GIVEN TASK >> Repeat the records below word for word, but start at the line that contains "Please indicate the door", stop after the last line, and include nothing else.

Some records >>
--- start ---

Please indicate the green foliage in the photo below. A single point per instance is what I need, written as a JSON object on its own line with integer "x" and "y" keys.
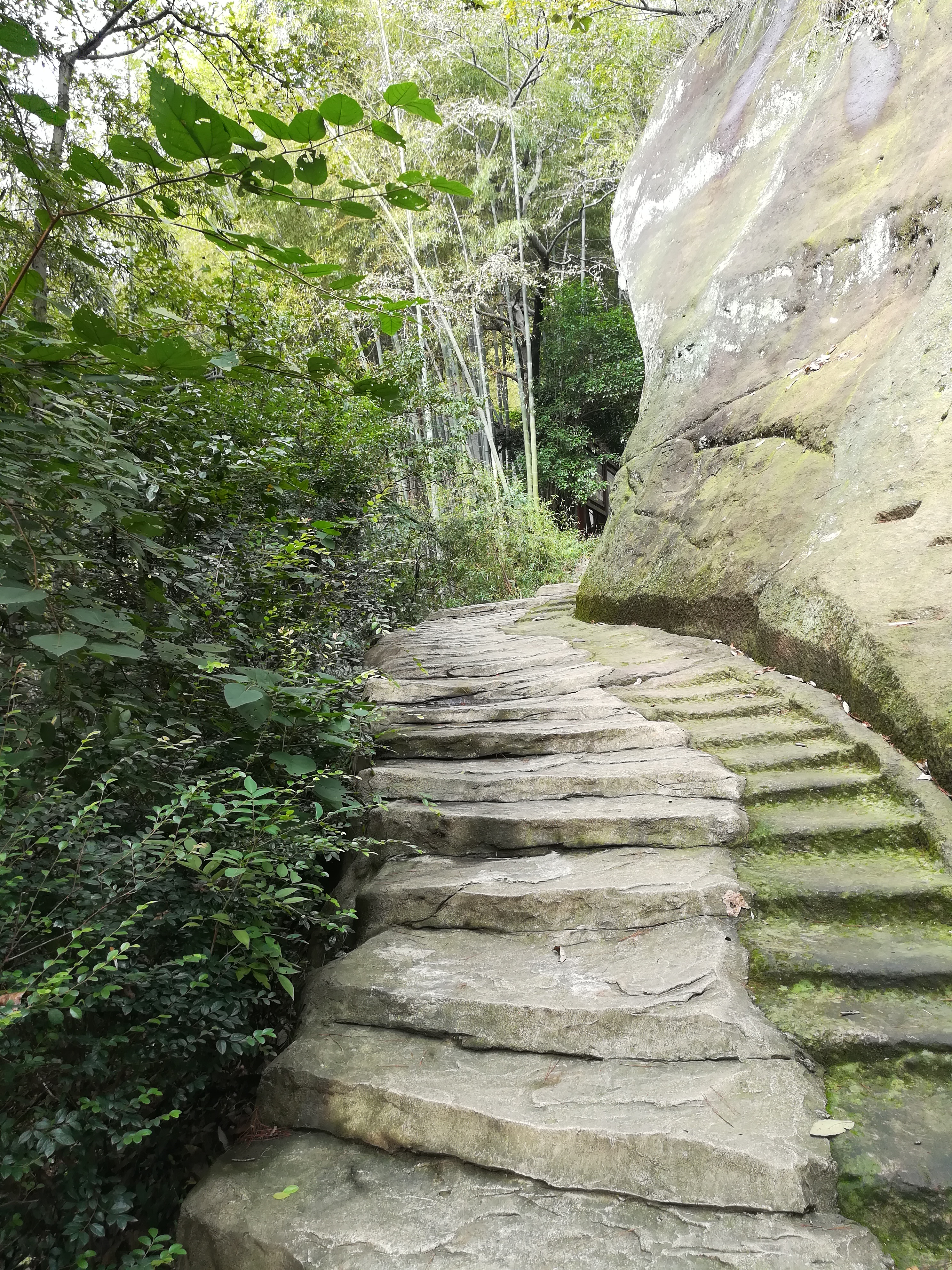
{"x": 592, "y": 373}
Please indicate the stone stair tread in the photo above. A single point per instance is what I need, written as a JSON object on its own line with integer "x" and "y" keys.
{"x": 865, "y": 1024}
{"x": 639, "y": 821}
{"x": 732, "y": 1135}
{"x": 788, "y": 755}
{"x": 672, "y": 992}
{"x": 770, "y": 784}
{"x": 884, "y": 954}
{"x": 360, "y": 1208}
{"x": 775, "y": 727}
{"x": 620, "y": 889}
{"x": 530, "y": 737}
{"x": 671, "y": 771}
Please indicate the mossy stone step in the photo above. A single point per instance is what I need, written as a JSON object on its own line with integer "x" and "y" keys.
{"x": 897, "y": 1164}
{"x": 670, "y": 993}
{"x": 725, "y": 733}
{"x": 837, "y": 822}
{"x": 641, "y": 821}
{"x": 774, "y": 787}
{"x": 767, "y": 756}
{"x": 619, "y": 889}
{"x": 360, "y": 1208}
{"x": 886, "y": 955}
{"x": 730, "y": 1135}
{"x": 855, "y": 883}
{"x": 870, "y": 1024}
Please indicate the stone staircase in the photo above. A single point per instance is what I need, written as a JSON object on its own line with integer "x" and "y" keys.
{"x": 543, "y": 1053}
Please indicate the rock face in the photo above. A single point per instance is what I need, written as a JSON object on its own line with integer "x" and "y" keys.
{"x": 784, "y": 236}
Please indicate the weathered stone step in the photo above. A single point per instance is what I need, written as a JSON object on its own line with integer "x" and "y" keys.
{"x": 785, "y": 755}
{"x": 619, "y": 889}
{"x": 671, "y": 771}
{"x": 483, "y": 689}
{"x": 897, "y": 1164}
{"x": 732, "y": 1135}
{"x": 587, "y": 704}
{"x": 865, "y": 821}
{"x": 845, "y": 1025}
{"x": 762, "y": 728}
{"x": 641, "y": 821}
{"x": 358, "y": 1208}
{"x": 885, "y": 955}
{"x": 859, "y": 883}
{"x": 666, "y": 993}
{"x": 770, "y": 787}
{"x": 530, "y": 737}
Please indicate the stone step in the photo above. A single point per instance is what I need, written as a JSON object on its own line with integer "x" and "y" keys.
{"x": 897, "y": 1164}
{"x": 892, "y": 954}
{"x": 785, "y": 755}
{"x": 855, "y": 884}
{"x": 530, "y": 737}
{"x": 481, "y": 689}
{"x": 770, "y": 787}
{"x": 667, "y": 993}
{"x": 358, "y": 1208}
{"x": 588, "y": 704}
{"x": 838, "y": 822}
{"x": 641, "y": 821}
{"x": 619, "y": 889}
{"x": 730, "y": 1135}
{"x": 672, "y": 771}
{"x": 846, "y": 1025}
{"x": 725, "y": 733}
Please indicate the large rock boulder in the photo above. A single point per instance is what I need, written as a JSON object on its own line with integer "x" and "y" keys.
{"x": 784, "y": 236}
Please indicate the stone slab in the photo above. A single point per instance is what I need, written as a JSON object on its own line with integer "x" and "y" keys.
{"x": 619, "y": 889}
{"x": 672, "y": 992}
{"x": 643, "y": 821}
{"x": 530, "y": 737}
{"x": 357, "y": 1208}
{"x": 672, "y": 771}
{"x": 730, "y": 1135}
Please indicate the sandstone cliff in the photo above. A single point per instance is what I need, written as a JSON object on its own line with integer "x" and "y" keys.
{"x": 784, "y": 236}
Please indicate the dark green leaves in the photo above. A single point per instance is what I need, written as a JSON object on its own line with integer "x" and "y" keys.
{"x": 39, "y": 106}
{"x": 342, "y": 111}
{"x": 187, "y": 127}
{"x": 136, "y": 150}
{"x": 17, "y": 40}
{"x": 93, "y": 168}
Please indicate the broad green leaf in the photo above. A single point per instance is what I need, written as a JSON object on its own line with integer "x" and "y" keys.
{"x": 271, "y": 126}
{"x": 424, "y": 109}
{"x": 386, "y": 134}
{"x": 240, "y": 695}
{"x": 399, "y": 94}
{"x": 17, "y": 40}
{"x": 14, "y": 596}
{"x": 93, "y": 168}
{"x": 126, "y": 652}
{"x": 443, "y": 186}
{"x": 407, "y": 198}
{"x": 93, "y": 329}
{"x": 60, "y": 644}
{"x": 309, "y": 126}
{"x": 342, "y": 111}
{"x": 351, "y": 209}
{"x": 296, "y": 765}
{"x": 275, "y": 169}
{"x": 136, "y": 150}
{"x": 313, "y": 169}
{"x": 39, "y": 106}
{"x": 187, "y": 126}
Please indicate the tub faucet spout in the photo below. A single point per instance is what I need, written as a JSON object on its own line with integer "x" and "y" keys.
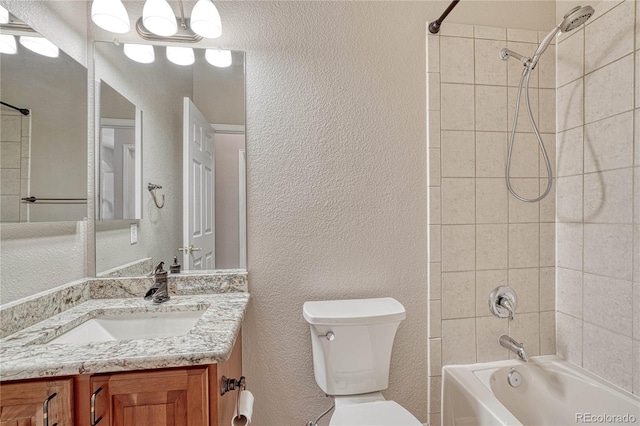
{"x": 513, "y": 346}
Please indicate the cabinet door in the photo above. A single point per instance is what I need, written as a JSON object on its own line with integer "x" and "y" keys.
{"x": 222, "y": 407}
{"x": 176, "y": 397}
{"x": 23, "y": 403}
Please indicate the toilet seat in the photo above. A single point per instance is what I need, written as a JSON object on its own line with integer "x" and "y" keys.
{"x": 378, "y": 413}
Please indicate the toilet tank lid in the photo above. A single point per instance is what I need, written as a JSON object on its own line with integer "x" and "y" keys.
{"x": 354, "y": 311}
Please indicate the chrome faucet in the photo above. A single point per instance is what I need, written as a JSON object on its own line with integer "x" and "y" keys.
{"x": 513, "y": 346}
{"x": 159, "y": 292}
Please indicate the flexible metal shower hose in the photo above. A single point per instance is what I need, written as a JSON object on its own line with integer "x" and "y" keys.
{"x": 526, "y": 75}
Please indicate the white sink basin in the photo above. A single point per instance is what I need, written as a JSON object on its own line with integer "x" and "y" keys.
{"x": 130, "y": 326}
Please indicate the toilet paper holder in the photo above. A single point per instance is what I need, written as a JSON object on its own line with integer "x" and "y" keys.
{"x": 228, "y": 385}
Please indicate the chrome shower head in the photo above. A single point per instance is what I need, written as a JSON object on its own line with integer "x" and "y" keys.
{"x": 576, "y": 17}
{"x": 572, "y": 20}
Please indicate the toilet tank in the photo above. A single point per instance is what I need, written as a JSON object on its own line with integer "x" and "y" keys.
{"x": 351, "y": 342}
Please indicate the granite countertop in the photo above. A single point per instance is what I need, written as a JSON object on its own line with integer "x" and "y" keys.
{"x": 25, "y": 354}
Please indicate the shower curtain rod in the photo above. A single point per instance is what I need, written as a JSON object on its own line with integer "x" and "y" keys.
{"x": 23, "y": 111}
{"x": 434, "y": 27}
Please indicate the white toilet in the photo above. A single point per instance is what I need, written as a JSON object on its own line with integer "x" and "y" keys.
{"x": 352, "y": 342}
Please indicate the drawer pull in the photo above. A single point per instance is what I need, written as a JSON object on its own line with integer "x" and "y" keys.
{"x": 45, "y": 410}
{"x": 93, "y": 420}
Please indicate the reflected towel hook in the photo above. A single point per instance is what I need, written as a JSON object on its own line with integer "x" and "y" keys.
{"x": 152, "y": 189}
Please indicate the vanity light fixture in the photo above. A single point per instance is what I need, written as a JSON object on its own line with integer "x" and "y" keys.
{"x": 205, "y": 19}
{"x": 158, "y": 21}
{"x": 8, "y": 44}
{"x": 110, "y": 15}
{"x": 158, "y": 17}
{"x": 4, "y": 15}
{"x": 40, "y": 45}
{"x": 180, "y": 55}
{"x": 218, "y": 58}
{"x": 142, "y": 53}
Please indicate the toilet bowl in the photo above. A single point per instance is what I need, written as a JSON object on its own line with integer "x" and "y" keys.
{"x": 372, "y": 410}
{"x": 352, "y": 342}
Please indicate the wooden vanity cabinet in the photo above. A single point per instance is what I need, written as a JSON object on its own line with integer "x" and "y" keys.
{"x": 25, "y": 403}
{"x": 188, "y": 396}
{"x": 182, "y": 396}
{"x": 176, "y": 397}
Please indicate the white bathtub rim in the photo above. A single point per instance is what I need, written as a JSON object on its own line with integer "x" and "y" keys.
{"x": 464, "y": 375}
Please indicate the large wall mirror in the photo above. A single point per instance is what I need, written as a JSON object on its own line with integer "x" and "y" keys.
{"x": 119, "y": 188}
{"x": 192, "y": 161}
{"x": 44, "y": 129}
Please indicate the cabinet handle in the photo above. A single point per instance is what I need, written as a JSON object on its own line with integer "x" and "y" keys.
{"x": 93, "y": 420}
{"x": 45, "y": 410}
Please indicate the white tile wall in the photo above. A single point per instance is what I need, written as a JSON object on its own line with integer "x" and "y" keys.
{"x": 609, "y": 90}
{"x": 598, "y": 303}
{"x": 458, "y": 154}
{"x": 457, "y": 65}
{"x": 601, "y": 248}
{"x": 610, "y": 37}
{"x": 608, "y": 355}
{"x": 608, "y": 196}
{"x": 14, "y": 166}
{"x": 569, "y": 152}
{"x": 569, "y": 337}
{"x": 457, "y": 106}
{"x": 608, "y": 250}
{"x": 486, "y": 237}
{"x": 608, "y": 143}
{"x": 491, "y": 154}
{"x": 570, "y": 58}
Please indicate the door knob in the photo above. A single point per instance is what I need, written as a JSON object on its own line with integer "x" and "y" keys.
{"x": 189, "y": 249}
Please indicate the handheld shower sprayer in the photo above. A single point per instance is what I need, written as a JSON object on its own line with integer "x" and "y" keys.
{"x": 572, "y": 20}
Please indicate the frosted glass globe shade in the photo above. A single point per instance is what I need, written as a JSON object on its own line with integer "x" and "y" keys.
{"x": 180, "y": 55}
{"x": 158, "y": 17}
{"x": 218, "y": 58}
{"x": 110, "y": 15}
{"x": 205, "y": 19}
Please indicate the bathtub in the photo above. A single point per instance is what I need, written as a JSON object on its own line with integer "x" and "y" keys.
{"x": 552, "y": 392}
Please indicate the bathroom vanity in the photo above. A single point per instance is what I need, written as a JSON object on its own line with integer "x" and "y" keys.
{"x": 167, "y": 373}
{"x": 188, "y": 396}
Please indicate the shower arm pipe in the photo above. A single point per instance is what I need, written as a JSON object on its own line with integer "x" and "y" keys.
{"x": 23, "y": 111}
{"x": 434, "y": 27}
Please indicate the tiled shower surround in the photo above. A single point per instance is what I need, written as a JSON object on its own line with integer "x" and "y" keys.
{"x": 480, "y": 236}
{"x": 582, "y": 302}
{"x": 15, "y": 130}
{"x": 598, "y": 267}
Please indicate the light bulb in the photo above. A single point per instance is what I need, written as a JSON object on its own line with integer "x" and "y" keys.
{"x": 158, "y": 17}
{"x": 4, "y": 15}
{"x": 110, "y": 15}
{"x": 205, "y": 19}
{"x": 142, "y": 53}
{"x": 218, "y": 58}
{"x": 180, "y": 55}
{"x": 40, "y": 45}
{"x": 8, "y": 44}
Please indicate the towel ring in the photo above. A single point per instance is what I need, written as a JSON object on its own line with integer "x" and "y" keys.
{"x": 152, "y": 189}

--- end ---

SOLUTION TO THIS EXERCISE >>
Please indicate the door knob in the photo above. A single point per instance is what I need, written as a JSON object on its own line with integer "x" and "y" keys.
{"x": 189, "y": 249}
Please indicate the handheld shower sprayer in the photo above. A single point per instance is what I need, written as a JSON object on its own line with integer "x" and "y" keys.
{"x": 572, "y": 20}
Please indicate the frosted glass globe shade in the photo above. A single point per instance is what I need, written as a JSON object on its own line with integer "x" and "y" keys.
{"x": 180, "y": 55}
{"x": 158, "y": 17}
{"x": 218, "y": 58}
{"x": 110, "y": 15}
{"x": 205, "y": 19}
Please indicate the bathtub in the photo above. A single point per instance is what I need, written as a JSON object on its own line with integer "x" and "y" keys.
{"x": 552, "y": 392}
Please indicate the bathroom vanity in the photo above. A single point per instance is what I need, written as a JSON object on its own line with integer "x" and "y" keys.
{"x": 167, "y": 373}
{"x": 188, "y": 396}
Please indicate the shower arm pipe in the photo above. A single point per instance is what I need, written as a JSON object on its own line with integer "x" and "y" keys.
{"x": 23, "y": 111}
{"x": 434, "y": 27}
Please indicate the tiled shower surround in the photo above. A single point per instance is what I need, written as a JSON object on its own line with integer "x" and "y" keys.
{"x": 480, "y": 236}
{"x": 582, "y": 302}
{"x": 15, "y": 130}
{"x": 598, "y": 267}
Please indicate the light bulb in the photo above. A single point per instance is what I need, written as a JSON object on its own line with integer "x" and "y" keys.
{"x": 158, "y": 17}
{"x": 4, "y": 15}
{"x": 110, "y": 15}
{"x": 205, "y": 19}
{"x": 142, "y": 53}
{"x": 218, "y": 58}
{"x": 180, "y": 55}
{"x": 40, "y": 45}
{"x": 8, "y": 44}
Please indicate the towel ring in the photo above. A single point per instance is what I need, written as a JSON object on its own line with integer "x" and "y" keys.
{"x": 152, "y": 189}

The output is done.